__Tâche 1__:
Selon l'extrait sur Cuges-les-Pins, à quelle date la chambre a-t-elle publié le rapport d'observations définitives ?
__Tâche 2__:
Dans l'extrait sur Cuges-les-Pins, recopiez s'il vous plaît à l'identique le passage qui commence par les mots contenant « Fiabilité des comptes » et se termine par « de la commune. ».

__Extrait fourni__:

Sort by *
Publications

Publications

Commune de Cuges-les-Pins (Bouches-du-Rhône)

CRC PROVENCE-ALPES-CÔTE D'AZUR

La chambre a publié le 26 février 2018 le rapport d'observations définitives relatif à la gestion de la ville de Cuges-les-Pins à partir de 2009.

 


SYNTHÈSE

Cuges-les-Pins est une commune des Bouches-du-Rhône se situant entre Aubagne et
Le Castellet. L’examen de la gestion, qui a couvert la période courant à partir de 2009, a mis
en évidence de graves dysfonctionnements dans sa gestion ainsi qu’une situation financière
particulièrement dégradée.


Fiabilité des comptes et situation financière
Les comptes et budgets présentés ne sont pas sincères. Les règles élémentaires de la
comptabilité d’engagement ne sont pas respectées. De nombreuses factures ne sont pas
enregistrées, afin de dissimuler des dépassements très importants de crédits budgétaires et
d’améliorer artificiellement les résultats de la commune.

Items de données:
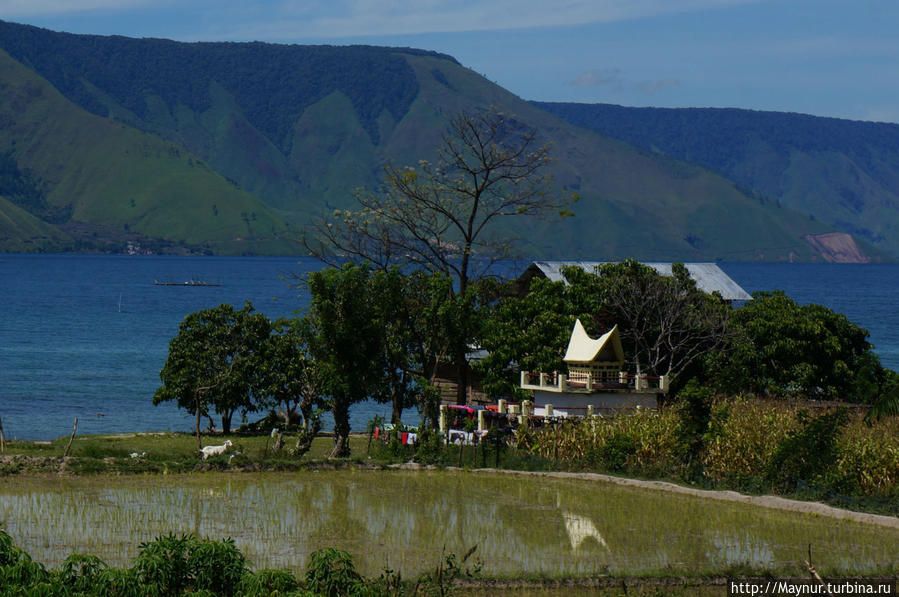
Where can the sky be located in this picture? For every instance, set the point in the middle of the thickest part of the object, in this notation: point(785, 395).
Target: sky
point(836, 58)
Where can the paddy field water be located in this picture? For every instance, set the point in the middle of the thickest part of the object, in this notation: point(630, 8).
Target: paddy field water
point(404, 520)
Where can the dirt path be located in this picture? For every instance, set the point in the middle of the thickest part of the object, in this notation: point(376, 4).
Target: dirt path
point(766, 501)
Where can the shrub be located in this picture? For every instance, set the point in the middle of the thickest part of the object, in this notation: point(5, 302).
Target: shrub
point(331, 572)
point(808, 453)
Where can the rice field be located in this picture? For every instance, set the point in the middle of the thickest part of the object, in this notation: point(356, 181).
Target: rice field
point(404, 520)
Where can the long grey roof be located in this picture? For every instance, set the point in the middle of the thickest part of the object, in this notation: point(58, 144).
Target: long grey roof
point(708, 276)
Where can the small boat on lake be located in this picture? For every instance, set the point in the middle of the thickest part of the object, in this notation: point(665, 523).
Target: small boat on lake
point(191, 282)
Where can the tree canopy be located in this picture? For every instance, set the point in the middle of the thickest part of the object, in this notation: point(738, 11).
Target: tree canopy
point(215, 362)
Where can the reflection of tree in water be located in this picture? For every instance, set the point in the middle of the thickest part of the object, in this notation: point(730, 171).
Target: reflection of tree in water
point(580, 529)
point(734, 548)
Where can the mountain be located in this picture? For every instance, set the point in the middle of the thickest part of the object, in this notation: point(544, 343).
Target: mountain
point(845, 173)
point(233, 147)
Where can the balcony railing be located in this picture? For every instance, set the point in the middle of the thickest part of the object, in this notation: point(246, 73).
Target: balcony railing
point(587, 382)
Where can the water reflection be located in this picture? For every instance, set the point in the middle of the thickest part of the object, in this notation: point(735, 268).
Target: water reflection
point(406, 520)
point(579, 529)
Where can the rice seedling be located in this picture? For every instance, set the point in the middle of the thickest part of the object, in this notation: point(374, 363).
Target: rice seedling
point(398, 520)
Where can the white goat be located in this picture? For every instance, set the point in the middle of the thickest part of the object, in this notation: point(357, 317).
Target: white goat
point(215, 450)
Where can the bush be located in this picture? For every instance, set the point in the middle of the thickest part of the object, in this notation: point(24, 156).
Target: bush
point(172, 564)
point(809, 453)
point(331, 573)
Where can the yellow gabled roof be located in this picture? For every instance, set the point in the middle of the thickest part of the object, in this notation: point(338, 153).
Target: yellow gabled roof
point(584, 349)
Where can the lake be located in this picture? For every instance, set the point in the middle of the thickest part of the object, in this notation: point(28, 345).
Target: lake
point(86, 335)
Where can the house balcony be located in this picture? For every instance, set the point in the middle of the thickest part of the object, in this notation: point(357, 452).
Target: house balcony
point(587, 383)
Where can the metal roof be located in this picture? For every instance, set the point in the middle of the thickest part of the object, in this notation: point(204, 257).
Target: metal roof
point(708, 276)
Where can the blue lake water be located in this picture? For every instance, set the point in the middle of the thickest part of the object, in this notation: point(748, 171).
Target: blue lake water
point(86, 335)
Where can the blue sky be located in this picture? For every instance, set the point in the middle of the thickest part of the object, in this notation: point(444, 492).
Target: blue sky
point(835, 58)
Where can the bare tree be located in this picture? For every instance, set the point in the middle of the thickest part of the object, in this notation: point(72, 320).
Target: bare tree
point(442, 217)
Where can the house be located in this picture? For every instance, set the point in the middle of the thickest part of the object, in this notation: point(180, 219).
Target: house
point(708, 276)
point(595, 380)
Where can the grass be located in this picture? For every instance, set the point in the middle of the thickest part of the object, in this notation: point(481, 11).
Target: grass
point(525, 527)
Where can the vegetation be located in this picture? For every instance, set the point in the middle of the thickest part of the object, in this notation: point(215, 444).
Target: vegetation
point(179, 145)
point(175, 565)
point(443, 218)
point(215, 361)
point(839, 170)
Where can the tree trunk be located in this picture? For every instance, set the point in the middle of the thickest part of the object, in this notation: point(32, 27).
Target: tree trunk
point(461, 377)
point(226, 421)
point(396, 417)
point(197, 425)
point(341, 412)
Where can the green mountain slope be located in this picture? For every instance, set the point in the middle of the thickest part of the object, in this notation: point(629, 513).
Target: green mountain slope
point(845, 173)
point(21, 232)
point(212, 144)
point(118, 181)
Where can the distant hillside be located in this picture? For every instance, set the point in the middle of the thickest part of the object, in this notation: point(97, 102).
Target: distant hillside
point(233, 147)
point(845, 173)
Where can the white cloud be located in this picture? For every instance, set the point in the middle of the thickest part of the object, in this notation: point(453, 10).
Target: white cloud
point(350, 18)
point(307, 19)
point(30, 8)
point(613, 80)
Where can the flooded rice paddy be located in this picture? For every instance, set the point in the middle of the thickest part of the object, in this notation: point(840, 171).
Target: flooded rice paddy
point(405, 519)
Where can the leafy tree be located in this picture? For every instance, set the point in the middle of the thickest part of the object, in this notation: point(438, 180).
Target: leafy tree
point(666, 323)
point(785, 349)
point(291, 378)
point(215, 361)
point(346, 342)
point(443, 217)
point(527, 333)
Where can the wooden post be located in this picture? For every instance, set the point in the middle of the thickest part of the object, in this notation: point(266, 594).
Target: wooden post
point(69, 445)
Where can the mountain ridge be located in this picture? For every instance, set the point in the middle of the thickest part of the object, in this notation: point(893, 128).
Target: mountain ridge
point(202, 164)
point(844, 172)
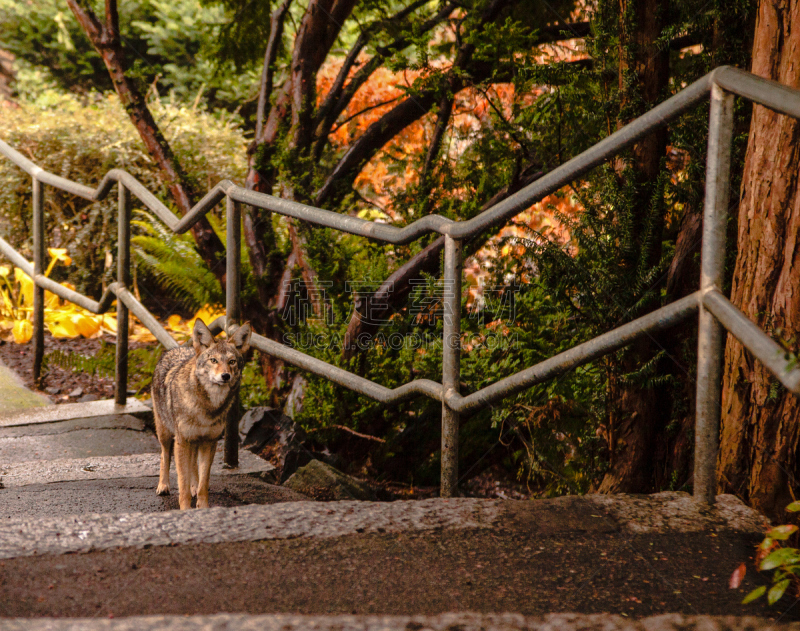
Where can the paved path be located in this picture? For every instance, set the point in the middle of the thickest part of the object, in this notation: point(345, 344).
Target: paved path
point(86, 544)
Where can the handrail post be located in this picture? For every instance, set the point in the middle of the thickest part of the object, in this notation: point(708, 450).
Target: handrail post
point(233, 313)
point(710, 334)
point(451, 369)
point(38, 268)
point(123, 280)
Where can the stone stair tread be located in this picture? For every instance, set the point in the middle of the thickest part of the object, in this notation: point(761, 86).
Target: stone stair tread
point(67, 411)
point(112, 467)
point(464, 621)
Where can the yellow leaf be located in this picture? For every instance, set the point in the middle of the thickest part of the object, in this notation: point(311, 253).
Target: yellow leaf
point(207, 314)
point(60, 254)
point(110, 322)
point(51, 301)
point(141, 334)
point(174, 323)
point(85, 325)
point(22, 331)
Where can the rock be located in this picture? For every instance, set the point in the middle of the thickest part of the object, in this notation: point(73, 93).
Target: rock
point(263, 426)
point(323, 482)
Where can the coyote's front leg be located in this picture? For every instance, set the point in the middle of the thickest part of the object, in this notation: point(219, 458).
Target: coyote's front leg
point(205, 456)
point(183, 460)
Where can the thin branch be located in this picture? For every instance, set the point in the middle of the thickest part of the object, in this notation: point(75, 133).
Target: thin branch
point(360, 112)
point(344, 428)
point(510, 128)
point(352, 57)
point(442, 120)
point(106, 41)
point(393, 292)
point(339, 98)
point(277, 20)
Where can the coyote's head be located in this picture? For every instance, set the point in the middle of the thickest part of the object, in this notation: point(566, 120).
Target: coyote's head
point(220, 363)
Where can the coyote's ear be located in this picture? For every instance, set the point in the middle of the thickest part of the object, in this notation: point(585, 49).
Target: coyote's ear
point(201, 337)
point(241, 338)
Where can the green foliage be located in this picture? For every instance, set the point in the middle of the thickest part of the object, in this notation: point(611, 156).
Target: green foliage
point(174, 45)
point(173, 263)
point(83, 142)
point(141, 363)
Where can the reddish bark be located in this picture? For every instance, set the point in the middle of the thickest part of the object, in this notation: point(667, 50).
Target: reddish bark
point(643, 76)
point(759, 437)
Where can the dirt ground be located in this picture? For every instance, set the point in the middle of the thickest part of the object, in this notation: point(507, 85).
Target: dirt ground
point(60, 383)
point(406, 573)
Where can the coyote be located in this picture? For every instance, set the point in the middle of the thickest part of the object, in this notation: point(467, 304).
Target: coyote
point(193, 390)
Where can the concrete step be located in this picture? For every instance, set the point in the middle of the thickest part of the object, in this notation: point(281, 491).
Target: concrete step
point(443, 622)
point(66, 411)
point(356, 564)
point(115, 467)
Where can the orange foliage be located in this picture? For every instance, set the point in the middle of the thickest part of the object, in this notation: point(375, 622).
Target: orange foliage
point(377, 182)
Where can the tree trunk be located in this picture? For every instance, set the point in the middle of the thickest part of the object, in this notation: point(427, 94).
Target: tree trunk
point(759, 428)
point(644, 74)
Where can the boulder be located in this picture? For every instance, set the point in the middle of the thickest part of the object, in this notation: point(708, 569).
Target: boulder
point(322, 482)
point(265, 428)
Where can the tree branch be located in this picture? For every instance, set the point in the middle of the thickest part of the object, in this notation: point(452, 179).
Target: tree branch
point(275, 35)
point(393, 292)
point(318, 31)
point(442, 120)
point(106, 41)
point(339, 97)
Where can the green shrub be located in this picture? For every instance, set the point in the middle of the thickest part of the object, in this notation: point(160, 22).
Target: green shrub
point(82, 142)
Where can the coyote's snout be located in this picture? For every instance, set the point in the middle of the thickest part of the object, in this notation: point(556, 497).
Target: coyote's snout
point(193, 390)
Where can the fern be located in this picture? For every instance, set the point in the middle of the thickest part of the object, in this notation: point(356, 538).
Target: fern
point(173, 263)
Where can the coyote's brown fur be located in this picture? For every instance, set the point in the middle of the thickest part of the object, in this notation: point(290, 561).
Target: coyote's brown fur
point(193, 390)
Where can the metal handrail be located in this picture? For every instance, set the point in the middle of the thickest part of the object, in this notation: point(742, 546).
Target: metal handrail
point(716, 313)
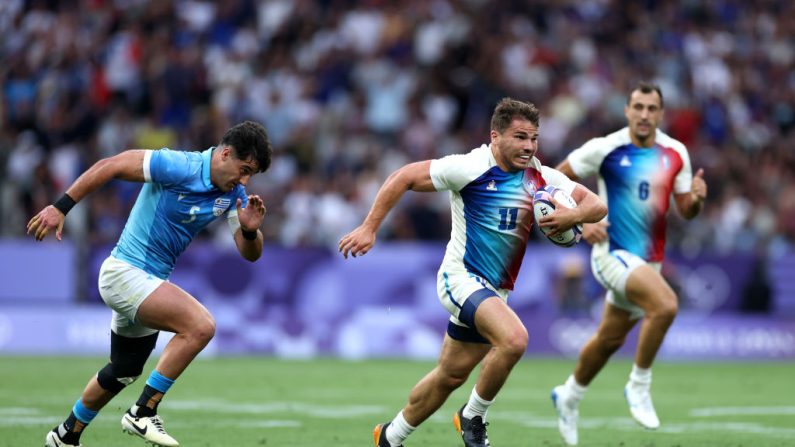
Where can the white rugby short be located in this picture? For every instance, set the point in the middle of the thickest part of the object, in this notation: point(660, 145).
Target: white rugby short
point(611, 269)
point(462, 292)
point(124, 287)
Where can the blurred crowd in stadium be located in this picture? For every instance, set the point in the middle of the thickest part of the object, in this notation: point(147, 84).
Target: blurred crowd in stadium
point(350, 90)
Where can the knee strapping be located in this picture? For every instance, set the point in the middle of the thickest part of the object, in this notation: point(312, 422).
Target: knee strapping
point(127, 359)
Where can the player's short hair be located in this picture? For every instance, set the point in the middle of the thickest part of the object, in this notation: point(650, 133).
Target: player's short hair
point(250, 141)
point(646, 87)
point(508, 109)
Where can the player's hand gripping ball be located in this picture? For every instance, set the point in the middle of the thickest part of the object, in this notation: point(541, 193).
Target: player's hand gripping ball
point(544, 206)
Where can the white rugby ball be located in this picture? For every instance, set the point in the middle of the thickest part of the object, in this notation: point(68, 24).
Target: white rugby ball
point(543, 206)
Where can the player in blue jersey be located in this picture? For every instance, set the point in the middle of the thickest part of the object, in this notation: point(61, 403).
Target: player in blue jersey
point(491, 190)
point(639, 167)
point(182, 194)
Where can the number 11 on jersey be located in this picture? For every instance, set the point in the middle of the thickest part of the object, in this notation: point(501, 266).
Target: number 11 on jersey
point(508, 218)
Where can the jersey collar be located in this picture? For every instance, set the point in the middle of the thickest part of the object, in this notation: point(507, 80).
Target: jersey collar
point(207, 156)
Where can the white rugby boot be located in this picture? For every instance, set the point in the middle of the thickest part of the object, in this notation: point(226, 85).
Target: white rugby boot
point(148, 428)
point(568, 413)
point(640, 404)
point(54, 438)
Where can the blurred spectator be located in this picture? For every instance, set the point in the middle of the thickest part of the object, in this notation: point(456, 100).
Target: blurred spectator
point(350, 89)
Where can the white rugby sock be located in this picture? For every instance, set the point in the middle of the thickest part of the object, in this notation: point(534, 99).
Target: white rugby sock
point(640, 376)
point(477, 406)
point(398, 430)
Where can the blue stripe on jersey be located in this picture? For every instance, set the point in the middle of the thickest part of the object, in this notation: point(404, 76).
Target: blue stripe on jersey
point(628, 173)
point(498, 214)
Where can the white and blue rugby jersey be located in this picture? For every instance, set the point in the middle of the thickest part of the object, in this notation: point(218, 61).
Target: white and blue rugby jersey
point(176, 202)
point(492, 212)
point(636, 184)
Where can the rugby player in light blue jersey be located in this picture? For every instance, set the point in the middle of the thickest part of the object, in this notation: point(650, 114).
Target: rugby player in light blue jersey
point(182, 194)
point(491, 196)
point(639, 168)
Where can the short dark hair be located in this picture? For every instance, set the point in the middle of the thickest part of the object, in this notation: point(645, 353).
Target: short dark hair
point(646, 87)
point(508, 109)
point(250, 141)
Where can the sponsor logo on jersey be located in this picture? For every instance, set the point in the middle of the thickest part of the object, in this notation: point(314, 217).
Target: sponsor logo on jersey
point(220, 206)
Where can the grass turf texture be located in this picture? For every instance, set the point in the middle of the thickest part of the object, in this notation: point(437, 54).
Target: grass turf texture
point(270, 402)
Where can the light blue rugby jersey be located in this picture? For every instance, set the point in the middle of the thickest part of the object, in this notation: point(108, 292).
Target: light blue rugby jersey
point(492, 212)
point(637, 184)
point(176, 202)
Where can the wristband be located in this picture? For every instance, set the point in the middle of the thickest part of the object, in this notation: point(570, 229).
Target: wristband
point(64, 204)
point(248, 235)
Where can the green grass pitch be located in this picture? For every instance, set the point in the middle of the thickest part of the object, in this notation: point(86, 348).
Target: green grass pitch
point(261, 401)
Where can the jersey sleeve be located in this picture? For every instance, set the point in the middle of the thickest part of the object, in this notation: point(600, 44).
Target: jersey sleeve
point(683, 179)
point(585, 160)
point(166, 166)
point(231, 214)
point(558, 179)
point(454, 172)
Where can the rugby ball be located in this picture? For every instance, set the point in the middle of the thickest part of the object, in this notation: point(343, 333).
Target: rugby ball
point(543, 206)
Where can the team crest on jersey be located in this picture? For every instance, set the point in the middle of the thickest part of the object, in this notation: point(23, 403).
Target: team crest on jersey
point(220, 206)
point(531, 187)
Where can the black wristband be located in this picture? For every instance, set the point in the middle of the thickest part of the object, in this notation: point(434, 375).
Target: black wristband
point(248, 235)
point(64, 204)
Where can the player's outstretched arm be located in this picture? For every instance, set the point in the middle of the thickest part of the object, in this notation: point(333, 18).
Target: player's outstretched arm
point(414, 177)
point(248, 238)
point(127, 165)
point(690, 203)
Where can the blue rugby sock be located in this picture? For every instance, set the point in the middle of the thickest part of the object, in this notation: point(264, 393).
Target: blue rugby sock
point(156, 386)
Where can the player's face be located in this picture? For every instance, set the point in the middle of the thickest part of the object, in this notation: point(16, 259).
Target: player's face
point(644, 114)
point(233, 171)
point(516, 146)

__Corrigé détaillé 1__:
Le 26 février 2018.

__Corrigé détaillé 2__:
Fiabilité des comptes et situation financière
Les comptes et budgets présentés ne sont pas sincères. Les règles élémentaires de la
comptabilité d’engagement ne sont pas respectées. De nombreuses factures ne sont pas
enregistrées, afin de dissimuler des dépassements très importants de crédits budgétaires et
d’améliorer artificiellement les résultats de la commune.